##### Task material

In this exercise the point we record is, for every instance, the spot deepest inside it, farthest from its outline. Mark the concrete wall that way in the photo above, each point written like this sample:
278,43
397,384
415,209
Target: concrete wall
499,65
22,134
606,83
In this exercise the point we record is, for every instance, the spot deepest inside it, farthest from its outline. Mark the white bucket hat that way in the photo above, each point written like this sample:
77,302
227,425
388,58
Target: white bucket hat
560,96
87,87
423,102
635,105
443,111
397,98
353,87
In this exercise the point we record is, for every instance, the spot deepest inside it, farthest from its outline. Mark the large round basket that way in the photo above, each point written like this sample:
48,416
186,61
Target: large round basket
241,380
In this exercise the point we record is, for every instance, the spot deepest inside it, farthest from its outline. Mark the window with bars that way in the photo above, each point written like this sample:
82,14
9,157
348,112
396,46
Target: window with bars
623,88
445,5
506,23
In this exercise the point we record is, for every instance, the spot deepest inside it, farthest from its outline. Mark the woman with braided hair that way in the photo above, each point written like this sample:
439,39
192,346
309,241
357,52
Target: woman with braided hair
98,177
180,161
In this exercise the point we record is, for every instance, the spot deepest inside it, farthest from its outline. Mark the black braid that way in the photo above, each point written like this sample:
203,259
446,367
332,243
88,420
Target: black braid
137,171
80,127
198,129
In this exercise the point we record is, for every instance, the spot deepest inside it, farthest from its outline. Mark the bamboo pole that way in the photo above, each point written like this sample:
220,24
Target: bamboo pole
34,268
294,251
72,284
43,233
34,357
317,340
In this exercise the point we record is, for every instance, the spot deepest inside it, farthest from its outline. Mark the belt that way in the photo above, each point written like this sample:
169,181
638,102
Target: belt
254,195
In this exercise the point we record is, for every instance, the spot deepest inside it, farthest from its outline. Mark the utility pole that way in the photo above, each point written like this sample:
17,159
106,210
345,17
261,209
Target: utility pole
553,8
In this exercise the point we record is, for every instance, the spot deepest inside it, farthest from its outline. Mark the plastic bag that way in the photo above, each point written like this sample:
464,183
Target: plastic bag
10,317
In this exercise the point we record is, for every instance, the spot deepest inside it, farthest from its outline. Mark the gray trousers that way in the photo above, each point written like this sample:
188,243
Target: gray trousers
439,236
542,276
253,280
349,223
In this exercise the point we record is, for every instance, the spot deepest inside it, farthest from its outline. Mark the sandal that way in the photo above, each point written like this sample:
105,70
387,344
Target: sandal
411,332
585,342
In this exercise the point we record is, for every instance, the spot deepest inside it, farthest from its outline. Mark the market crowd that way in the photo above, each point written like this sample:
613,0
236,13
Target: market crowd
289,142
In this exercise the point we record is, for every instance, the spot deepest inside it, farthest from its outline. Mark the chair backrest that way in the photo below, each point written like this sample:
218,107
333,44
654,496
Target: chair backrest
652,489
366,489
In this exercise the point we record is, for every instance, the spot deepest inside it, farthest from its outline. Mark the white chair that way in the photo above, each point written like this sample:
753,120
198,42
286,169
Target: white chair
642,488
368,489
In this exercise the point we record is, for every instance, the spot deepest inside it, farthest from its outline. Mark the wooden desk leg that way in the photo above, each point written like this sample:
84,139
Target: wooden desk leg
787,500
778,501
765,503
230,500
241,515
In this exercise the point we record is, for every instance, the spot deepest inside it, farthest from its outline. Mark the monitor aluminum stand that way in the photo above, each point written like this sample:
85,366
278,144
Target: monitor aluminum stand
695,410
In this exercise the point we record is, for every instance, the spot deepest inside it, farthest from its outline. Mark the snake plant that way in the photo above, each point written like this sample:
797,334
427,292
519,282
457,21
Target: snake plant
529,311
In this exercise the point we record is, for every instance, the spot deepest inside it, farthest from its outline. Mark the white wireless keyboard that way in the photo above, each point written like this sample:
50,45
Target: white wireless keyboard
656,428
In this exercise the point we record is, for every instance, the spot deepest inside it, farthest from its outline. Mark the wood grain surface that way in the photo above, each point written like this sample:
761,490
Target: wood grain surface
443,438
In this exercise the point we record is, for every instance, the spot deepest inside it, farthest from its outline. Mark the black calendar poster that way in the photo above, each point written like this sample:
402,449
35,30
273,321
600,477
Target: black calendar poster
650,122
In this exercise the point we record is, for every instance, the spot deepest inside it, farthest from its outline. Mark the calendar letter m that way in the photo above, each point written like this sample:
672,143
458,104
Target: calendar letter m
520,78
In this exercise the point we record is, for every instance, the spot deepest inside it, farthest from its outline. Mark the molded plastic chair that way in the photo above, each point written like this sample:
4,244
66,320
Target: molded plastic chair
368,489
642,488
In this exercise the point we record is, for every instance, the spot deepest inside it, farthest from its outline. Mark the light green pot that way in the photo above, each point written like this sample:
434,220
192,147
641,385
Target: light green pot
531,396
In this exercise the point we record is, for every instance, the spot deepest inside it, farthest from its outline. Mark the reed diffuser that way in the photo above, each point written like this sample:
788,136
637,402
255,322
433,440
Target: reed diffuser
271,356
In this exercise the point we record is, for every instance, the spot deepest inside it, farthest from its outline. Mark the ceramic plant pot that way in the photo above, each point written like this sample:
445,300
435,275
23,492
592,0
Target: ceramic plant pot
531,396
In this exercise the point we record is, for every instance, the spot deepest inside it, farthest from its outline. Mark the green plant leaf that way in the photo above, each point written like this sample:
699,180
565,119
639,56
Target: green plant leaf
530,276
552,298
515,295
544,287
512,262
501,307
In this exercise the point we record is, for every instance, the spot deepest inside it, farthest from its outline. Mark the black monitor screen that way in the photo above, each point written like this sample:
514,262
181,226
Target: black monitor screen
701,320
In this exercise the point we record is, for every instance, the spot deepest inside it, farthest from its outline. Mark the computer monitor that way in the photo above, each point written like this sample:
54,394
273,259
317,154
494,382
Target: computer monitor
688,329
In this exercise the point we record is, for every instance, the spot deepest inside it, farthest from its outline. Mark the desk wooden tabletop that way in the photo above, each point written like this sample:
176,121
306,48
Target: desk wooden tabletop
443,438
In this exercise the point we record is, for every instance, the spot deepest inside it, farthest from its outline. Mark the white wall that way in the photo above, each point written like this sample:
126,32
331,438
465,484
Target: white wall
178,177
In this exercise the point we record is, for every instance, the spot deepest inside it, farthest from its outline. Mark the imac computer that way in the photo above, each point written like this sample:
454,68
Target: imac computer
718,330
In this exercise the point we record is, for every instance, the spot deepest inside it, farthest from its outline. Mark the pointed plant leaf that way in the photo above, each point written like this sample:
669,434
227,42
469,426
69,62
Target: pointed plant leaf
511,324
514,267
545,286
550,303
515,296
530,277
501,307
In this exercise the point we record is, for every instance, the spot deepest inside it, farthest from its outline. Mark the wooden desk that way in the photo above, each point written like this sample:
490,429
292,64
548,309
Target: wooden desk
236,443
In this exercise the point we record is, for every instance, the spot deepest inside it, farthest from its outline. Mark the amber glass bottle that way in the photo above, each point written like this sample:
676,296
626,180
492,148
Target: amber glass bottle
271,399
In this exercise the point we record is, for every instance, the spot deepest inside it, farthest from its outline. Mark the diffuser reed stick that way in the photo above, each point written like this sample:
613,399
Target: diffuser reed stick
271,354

##########

Problem to solve :: Return the lines from the line containing "Mark the pointed" to the end of the entries above, exactly as they appear and with no other output.

Output below ::
In this exercise the point we record is, for every instance, the spot deepest inside it, farthest from its outline. Mark the pointed plant leaf that way in the photo above, each point written like this sample:
669,434
227,42
469,426
69,62
Target: pointed plant leaf
511,324
514,267
545,286
550,303
515,296
530,277
501,307
In this exercise the point we record is, for every instance, the spot deepest inside it, farthest from its outline. Mark the wooden desk that way in the photo above, each point written like this sample:
490,429
292,64
548,309
Target: wooden desk
236,443
In this exercise the point we record is, for every instance, the spot deepest inside it, farthest from its outline. Mark the amber glass bottle that way in the photo above, each point written like this sample:
676,296
626,180
492,148
Target: amber glass bottle
271,399
In this exercise the point we record is, for every instance, the spot deepest inside it, farthest from its outline. Mark the diffuser reed stick that way in the photo above, each point written like this sample:
613,399
Target: diffuser reed stick
271,354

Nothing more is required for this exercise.